(Items listed in a dataset)
"""

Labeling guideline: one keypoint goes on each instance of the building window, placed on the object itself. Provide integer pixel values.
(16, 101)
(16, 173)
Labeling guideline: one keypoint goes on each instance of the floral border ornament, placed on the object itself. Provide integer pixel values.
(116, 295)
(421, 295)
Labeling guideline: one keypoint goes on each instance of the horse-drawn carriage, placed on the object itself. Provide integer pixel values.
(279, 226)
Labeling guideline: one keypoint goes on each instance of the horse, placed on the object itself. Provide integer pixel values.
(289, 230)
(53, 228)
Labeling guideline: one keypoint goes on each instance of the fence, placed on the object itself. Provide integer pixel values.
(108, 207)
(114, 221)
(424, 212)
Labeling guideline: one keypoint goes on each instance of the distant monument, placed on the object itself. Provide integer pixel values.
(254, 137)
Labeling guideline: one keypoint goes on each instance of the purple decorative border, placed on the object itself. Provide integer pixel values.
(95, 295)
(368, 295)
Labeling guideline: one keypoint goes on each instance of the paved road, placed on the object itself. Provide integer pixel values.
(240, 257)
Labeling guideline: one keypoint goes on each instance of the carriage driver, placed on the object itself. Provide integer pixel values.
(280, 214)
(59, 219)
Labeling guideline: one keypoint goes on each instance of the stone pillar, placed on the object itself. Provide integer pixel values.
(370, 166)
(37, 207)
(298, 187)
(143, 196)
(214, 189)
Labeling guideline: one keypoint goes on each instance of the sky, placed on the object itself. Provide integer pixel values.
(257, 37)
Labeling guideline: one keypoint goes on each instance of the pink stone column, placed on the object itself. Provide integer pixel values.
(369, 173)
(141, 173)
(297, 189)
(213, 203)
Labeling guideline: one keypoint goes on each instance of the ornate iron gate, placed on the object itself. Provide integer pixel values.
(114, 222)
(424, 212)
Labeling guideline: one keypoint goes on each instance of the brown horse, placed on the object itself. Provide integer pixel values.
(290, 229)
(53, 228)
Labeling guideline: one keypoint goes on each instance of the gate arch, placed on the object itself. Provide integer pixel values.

"""

Exactly reproduce every line found in the records.

Labeling guideline: one keypoint goes on each instance of the building window, placed on the object itself. Provide integer pixel values.
(16, 101)
(16, 173)
Labeling guideline: one keypoint goes on each instance of the floral border ornament, placed on the object itself. Provide integer pixel values.
(116, 295)
(421, 295)
Labeling guideline: one keypoint goes on each instance of the horse-drawn carriage, placed on the object itself. Provide integer pixel values.
(279, 226)
Labeling guideline: one keypoint goes on each instance of the horse, placed on the object itself. Provide integer pixel values.
(289, 230)
(53, 228)
Labeling guideline: one keypoint goes on each instance of the fence, placed on the object itself. Provide integer pixel values.
(108, 207)
(114, 221)
(424, 212)
Labeling guideline: one keypoint goes on each instance of the distant monument, placed on the object itself. Provide integer pixel values.
(254, 137)
Labeling guideline: one keypoint goes on each instance of the purple decorative border, placed on the object itself. Provide integer pixel values.
(95, 295)
(368, 295)
Labeling guideline: one keypoint goes on each instance of the paved road, placed on the object itself. Provide integer pixel values.
(240, 257)
Labeling guideline: one keypoint goes on each instance of the carriage driver, placed on the object itself. Provide integer pixel values.
(280, 214)
(59, 219)
Labeling guideline: one keypoint goes on each instance of the stone pillar, placed on the object itself. Provide integer pixel values.
(370, 166)
(37, 207)
(298, 187)
(143, 196)
(214, 189)
Labeling guideline: one keypoint goes on each instance of the sky, placed on the object itself. Provide integer pixel values.
(257, 37)
Labeling guideline: one keypoint goes on each instance of the pink stone column, placed on the object itself. Provide integer pixel values.
(369, 173)
(141, 173)
(297, 189)
(213, 203)
Labeling guideline: one keypoint goes on each instance of the ornate iron gate, placed on the object itself. Provide integer pixel values.
(114, 222)
(424, 212)
Labeling guideline: one keypoint goes on each instance of the brown horse, placed on the object itself. Provide integer pixel values.
(290, 229)
(53, 228)
Labeling guideline: one keypoint goes on each instance of the gate arch, placed on the object itself. Provide integer pixel values.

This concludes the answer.